======== Input data

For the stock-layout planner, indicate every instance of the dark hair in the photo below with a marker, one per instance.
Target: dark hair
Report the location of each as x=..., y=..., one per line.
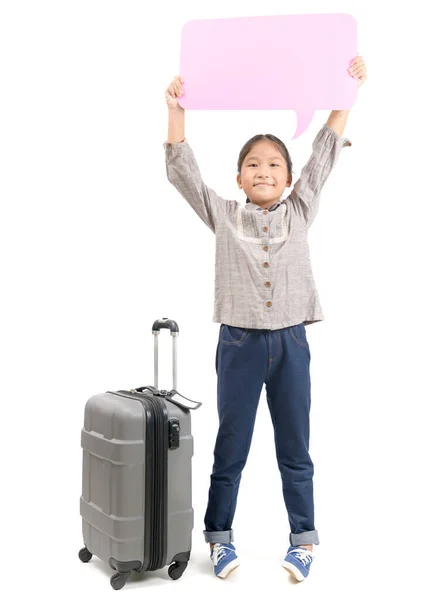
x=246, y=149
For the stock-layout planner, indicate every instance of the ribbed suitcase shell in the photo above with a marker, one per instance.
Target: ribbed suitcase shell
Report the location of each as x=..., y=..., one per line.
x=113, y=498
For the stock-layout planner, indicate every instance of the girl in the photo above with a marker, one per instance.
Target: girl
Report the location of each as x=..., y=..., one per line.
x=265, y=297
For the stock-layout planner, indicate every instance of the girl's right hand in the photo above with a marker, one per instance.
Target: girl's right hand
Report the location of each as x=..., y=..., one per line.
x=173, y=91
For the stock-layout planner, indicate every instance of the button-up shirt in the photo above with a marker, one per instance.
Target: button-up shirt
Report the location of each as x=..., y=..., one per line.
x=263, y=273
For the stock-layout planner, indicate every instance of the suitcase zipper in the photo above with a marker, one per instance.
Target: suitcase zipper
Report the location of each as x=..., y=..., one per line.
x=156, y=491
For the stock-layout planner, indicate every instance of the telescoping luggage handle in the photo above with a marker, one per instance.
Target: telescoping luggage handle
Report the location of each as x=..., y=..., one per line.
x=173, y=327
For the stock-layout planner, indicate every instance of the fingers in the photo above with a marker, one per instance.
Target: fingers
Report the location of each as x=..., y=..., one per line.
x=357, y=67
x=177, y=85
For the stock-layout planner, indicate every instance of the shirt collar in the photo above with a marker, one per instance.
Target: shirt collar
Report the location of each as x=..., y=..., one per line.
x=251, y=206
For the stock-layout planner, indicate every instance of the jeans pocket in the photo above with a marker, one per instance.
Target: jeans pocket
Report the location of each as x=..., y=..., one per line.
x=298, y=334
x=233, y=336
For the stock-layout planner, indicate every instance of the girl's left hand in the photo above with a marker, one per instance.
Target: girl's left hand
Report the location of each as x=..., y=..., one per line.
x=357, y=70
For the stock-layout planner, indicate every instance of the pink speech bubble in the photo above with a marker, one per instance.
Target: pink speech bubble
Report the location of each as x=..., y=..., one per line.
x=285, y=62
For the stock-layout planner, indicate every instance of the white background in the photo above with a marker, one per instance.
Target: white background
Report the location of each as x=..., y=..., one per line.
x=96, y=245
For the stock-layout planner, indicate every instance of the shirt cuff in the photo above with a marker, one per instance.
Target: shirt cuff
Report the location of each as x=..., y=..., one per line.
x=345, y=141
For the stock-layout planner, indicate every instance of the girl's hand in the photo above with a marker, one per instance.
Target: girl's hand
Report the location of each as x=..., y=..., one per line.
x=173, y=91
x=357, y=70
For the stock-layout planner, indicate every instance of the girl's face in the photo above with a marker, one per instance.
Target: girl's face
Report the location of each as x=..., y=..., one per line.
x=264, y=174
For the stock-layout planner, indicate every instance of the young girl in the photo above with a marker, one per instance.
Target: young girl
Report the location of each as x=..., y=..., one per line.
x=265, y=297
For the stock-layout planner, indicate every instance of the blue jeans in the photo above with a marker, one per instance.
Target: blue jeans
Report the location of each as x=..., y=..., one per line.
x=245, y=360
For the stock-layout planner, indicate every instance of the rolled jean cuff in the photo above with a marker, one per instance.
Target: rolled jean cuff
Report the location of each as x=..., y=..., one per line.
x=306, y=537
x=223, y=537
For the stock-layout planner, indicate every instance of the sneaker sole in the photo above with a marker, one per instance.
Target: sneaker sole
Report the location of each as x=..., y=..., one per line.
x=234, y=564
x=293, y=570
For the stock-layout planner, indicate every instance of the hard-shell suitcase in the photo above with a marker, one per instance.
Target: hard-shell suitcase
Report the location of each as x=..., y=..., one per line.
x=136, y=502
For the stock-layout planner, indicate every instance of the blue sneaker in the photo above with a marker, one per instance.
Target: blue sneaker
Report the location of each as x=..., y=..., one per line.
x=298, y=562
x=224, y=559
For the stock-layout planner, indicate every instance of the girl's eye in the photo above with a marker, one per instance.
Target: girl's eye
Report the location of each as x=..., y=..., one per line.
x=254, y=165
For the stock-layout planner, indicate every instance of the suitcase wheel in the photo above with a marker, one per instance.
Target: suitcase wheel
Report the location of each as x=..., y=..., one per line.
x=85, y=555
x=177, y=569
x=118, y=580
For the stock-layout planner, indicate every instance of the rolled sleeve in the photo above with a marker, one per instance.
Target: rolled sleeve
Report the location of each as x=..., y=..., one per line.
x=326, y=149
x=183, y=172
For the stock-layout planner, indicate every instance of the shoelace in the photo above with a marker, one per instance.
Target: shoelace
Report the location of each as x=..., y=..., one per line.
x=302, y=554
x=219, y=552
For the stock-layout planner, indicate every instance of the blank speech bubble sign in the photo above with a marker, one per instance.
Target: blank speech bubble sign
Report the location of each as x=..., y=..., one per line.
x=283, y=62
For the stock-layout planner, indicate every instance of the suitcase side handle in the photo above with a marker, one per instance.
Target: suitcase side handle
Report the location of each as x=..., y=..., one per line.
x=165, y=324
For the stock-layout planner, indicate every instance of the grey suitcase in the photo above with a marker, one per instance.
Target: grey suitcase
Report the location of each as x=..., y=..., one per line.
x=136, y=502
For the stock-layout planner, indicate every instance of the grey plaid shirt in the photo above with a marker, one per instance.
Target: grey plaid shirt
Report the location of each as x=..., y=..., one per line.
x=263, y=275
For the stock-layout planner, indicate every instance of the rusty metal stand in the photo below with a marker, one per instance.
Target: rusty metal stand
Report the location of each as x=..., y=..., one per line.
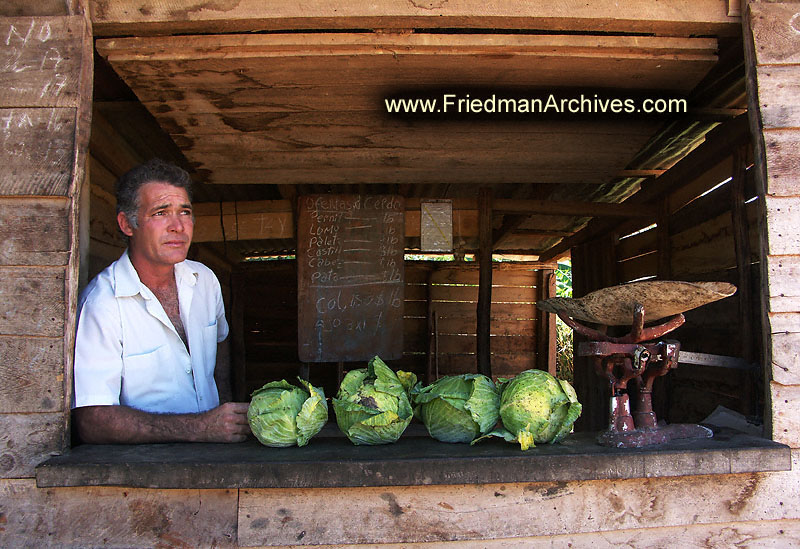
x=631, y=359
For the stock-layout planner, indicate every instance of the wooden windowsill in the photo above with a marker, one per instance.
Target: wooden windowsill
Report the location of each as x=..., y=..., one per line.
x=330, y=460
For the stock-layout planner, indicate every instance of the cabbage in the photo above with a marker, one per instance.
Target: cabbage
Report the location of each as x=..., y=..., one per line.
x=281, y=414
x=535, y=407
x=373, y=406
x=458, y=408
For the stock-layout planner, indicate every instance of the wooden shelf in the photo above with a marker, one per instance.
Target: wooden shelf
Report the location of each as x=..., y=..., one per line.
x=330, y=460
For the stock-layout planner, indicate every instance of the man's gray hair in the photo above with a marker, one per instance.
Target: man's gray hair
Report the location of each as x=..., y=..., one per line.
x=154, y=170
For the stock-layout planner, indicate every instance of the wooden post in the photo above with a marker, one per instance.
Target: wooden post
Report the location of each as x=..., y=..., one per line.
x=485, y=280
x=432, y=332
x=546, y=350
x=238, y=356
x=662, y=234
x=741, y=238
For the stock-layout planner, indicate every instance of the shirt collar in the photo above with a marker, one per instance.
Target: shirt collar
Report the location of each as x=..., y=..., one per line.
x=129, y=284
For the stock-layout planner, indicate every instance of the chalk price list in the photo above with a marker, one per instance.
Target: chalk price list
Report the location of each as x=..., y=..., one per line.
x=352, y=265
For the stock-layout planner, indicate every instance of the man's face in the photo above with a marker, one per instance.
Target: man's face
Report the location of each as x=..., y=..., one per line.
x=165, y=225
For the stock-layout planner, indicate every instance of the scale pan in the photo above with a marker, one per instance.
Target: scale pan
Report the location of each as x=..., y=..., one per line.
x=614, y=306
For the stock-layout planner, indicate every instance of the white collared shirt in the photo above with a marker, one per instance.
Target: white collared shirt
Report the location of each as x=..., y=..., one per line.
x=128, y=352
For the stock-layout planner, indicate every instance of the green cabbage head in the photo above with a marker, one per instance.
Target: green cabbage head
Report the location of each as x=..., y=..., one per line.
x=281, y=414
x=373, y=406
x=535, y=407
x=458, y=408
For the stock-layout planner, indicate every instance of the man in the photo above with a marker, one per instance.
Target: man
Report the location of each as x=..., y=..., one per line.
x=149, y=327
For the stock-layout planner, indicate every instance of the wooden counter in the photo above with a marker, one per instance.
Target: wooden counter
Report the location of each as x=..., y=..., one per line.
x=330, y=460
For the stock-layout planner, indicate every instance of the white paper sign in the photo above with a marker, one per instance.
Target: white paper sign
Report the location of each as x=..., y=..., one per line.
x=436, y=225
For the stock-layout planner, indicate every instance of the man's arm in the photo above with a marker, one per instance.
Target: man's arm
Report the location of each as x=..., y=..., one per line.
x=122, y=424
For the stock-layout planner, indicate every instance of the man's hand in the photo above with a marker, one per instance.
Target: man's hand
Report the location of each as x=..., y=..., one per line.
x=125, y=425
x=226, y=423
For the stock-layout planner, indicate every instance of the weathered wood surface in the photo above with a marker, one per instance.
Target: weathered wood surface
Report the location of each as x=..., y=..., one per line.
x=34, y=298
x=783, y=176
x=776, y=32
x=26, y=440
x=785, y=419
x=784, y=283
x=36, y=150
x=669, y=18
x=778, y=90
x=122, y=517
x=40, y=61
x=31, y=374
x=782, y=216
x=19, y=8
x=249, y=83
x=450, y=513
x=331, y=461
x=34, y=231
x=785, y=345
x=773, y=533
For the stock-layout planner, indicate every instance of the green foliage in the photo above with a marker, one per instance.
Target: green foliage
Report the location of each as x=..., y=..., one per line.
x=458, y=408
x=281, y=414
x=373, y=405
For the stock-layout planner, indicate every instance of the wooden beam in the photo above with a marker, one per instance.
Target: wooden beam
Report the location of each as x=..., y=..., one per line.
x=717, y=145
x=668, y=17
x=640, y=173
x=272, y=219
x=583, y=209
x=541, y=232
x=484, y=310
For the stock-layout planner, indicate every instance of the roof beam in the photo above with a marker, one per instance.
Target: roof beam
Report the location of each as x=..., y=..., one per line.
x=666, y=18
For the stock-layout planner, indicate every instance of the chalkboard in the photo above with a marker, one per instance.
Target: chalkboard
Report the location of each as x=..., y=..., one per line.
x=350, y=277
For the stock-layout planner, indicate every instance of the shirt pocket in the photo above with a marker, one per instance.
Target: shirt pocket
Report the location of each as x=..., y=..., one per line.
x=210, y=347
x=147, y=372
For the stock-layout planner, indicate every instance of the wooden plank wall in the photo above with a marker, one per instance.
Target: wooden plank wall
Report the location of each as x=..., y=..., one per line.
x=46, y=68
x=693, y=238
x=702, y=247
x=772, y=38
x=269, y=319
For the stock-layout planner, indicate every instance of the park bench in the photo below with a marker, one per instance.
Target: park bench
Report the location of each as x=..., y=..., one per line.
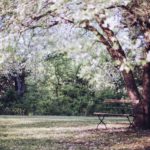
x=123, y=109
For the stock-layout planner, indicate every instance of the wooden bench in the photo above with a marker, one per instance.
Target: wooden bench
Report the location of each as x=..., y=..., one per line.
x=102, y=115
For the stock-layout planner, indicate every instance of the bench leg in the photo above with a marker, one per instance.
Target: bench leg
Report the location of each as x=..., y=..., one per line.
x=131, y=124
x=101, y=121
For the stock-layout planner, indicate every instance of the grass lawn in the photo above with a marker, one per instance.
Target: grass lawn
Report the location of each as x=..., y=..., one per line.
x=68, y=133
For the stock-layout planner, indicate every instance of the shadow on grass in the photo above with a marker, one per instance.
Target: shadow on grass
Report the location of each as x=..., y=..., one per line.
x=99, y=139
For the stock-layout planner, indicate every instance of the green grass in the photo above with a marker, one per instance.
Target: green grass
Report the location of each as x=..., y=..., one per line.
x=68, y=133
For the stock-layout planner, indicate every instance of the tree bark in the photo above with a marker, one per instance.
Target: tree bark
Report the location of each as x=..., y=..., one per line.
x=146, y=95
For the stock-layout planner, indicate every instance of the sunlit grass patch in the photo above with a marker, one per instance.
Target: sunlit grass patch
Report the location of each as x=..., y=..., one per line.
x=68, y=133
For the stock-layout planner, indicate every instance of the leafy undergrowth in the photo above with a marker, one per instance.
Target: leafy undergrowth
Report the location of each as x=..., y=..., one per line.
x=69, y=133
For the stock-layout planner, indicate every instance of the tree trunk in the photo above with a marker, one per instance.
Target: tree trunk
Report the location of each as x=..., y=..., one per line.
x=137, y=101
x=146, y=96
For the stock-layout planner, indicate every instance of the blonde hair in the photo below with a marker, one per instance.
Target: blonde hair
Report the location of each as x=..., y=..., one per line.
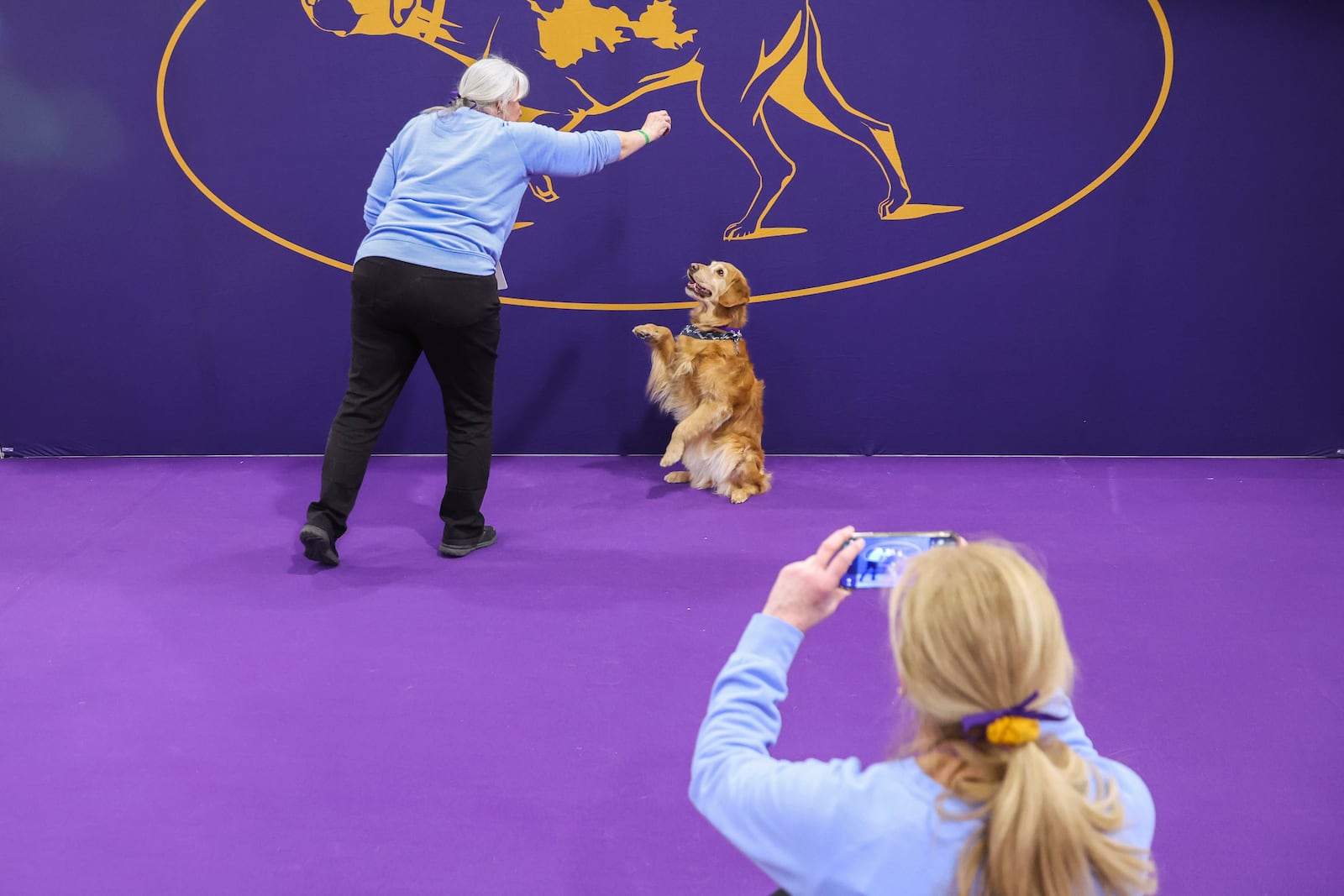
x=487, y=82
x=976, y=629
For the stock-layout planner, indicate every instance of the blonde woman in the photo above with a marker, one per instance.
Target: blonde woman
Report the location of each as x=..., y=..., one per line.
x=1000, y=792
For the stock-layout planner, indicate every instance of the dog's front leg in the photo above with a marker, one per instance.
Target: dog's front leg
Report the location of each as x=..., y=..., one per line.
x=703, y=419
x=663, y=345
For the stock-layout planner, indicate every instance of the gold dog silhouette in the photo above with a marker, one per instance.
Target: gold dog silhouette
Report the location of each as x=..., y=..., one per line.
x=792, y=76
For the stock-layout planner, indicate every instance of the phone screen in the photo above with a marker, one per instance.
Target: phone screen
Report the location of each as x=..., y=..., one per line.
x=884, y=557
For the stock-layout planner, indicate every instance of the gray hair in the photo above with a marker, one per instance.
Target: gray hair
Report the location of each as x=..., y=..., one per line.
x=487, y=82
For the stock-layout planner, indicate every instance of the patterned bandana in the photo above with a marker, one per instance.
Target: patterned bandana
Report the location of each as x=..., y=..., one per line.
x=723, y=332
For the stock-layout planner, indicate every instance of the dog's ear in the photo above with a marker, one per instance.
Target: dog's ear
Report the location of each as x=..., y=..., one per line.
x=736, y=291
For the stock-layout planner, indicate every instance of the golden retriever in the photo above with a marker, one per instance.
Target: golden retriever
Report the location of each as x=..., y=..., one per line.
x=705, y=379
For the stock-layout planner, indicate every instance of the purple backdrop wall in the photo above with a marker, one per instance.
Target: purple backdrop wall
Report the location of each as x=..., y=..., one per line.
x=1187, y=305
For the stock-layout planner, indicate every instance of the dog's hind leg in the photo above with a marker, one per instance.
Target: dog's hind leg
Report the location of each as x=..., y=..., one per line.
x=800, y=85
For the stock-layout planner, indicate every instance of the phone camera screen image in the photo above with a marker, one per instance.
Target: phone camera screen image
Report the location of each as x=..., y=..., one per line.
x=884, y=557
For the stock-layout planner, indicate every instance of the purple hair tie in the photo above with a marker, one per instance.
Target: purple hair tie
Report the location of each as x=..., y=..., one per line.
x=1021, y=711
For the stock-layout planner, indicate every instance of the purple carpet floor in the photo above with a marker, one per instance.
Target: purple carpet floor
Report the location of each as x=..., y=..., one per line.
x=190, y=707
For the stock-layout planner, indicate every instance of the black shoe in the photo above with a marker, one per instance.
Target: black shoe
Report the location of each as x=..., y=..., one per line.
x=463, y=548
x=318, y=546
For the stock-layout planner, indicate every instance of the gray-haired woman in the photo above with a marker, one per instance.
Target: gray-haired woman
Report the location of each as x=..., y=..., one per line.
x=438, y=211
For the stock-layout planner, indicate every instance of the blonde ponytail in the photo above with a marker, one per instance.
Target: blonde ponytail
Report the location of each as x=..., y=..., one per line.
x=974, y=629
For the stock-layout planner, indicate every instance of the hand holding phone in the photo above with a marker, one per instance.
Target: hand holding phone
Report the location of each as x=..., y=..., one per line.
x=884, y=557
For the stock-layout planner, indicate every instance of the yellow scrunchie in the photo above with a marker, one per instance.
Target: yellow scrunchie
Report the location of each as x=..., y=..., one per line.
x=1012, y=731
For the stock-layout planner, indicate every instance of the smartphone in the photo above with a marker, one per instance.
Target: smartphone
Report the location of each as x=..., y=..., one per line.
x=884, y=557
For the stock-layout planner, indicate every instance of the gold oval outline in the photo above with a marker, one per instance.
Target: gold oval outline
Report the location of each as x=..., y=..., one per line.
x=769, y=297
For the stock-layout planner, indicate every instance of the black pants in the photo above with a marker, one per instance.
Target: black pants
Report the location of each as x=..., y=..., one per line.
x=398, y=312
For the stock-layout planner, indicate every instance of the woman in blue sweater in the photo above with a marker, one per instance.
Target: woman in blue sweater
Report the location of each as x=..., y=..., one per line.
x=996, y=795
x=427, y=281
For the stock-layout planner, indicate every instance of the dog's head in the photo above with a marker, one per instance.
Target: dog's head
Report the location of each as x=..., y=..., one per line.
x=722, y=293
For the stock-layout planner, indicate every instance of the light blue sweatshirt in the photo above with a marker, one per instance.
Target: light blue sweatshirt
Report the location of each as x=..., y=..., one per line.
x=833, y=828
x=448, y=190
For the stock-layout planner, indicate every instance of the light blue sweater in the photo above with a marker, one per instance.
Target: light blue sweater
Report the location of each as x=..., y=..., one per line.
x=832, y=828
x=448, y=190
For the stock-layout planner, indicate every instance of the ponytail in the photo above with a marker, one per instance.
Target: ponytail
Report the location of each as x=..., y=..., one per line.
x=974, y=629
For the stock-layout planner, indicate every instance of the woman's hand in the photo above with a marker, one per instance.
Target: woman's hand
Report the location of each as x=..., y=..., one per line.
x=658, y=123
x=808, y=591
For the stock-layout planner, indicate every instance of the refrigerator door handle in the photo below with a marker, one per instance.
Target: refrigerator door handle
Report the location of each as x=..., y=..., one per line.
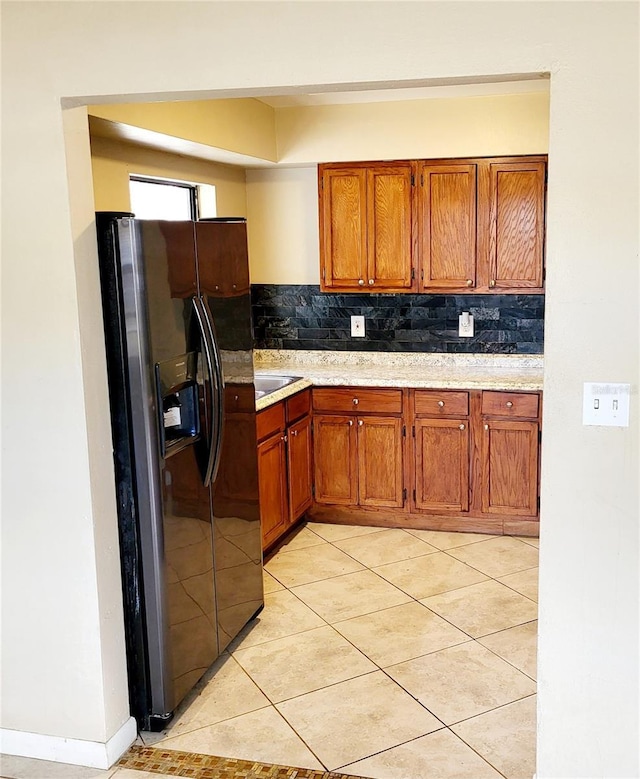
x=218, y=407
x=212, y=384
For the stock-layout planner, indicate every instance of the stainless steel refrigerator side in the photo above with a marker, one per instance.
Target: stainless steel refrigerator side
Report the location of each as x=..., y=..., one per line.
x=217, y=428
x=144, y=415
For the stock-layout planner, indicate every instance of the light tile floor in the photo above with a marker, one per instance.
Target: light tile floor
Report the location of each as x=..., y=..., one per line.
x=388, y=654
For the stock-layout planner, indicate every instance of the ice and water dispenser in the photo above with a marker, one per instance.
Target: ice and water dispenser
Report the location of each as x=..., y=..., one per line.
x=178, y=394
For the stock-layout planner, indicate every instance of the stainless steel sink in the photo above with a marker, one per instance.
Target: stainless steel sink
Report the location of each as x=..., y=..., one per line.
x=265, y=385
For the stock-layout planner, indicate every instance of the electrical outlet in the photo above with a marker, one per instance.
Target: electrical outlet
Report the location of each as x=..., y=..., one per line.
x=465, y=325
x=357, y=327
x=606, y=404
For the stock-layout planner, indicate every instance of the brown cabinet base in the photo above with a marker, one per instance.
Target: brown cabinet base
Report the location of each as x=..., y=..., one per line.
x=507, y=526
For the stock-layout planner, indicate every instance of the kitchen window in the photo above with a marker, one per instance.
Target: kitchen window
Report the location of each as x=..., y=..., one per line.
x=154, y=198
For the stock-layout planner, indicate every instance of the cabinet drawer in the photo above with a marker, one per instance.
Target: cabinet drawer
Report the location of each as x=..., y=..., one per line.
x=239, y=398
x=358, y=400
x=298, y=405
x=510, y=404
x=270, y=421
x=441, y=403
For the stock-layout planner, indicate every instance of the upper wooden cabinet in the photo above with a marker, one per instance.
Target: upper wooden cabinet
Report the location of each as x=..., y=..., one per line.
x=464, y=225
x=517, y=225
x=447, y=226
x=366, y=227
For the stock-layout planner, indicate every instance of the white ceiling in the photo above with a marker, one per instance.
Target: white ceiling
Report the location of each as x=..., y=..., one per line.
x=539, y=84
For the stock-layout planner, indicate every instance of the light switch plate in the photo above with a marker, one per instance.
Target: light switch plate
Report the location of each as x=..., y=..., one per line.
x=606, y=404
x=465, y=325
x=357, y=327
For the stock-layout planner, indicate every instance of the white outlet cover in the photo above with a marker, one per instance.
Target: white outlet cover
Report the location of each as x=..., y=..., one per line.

================

What is required
Please quote the lines from the very first one up to and including the line with "x=156, y=491", leaving the pictures out of your answer.

In response
For the stock-layout planner, indicate every instance of the dark hair in the photo below with a marker, one per instance.
Target: dark hair
Report the location of each as x=..., y=..., one per line.
x=246, y=149
For the stock-layout planner, indicate every instance of the ribbed suitcase shell in the photo above with a marker, one per instance.
Target: ribbed suitcase shell
Report the location of each as x=..., y=..., one per line.
x=113, y=498
For the stock-layout planner, indicate every instance of the girl in the photo above with a marker, one per instance.
Target: girl
Report the location of each as x=..., y=..., one per line.
x=265, y=297
For the stock-layout planner, indicate every instance of the girl's right hand in the photo above with a marker, one per instance.
Target: girl's right hand
Report the location of each as x=..., y=..., one per line.
x=173, y=91
For the stock-layout planner, indicate every instance of the button-up shirt in the photo above with a marker, one per instance.
Target: button-up shirt
Report the location of each as x=..., y=..., one per line.
x=263, y=273
For the stock-layout planner, indicate every instance of the suitcase zipper in the photo above with a marker, one per instance.
Target: suitcase zipper
Report the location of each as x=..., y=..., one per line.
x=156, y=491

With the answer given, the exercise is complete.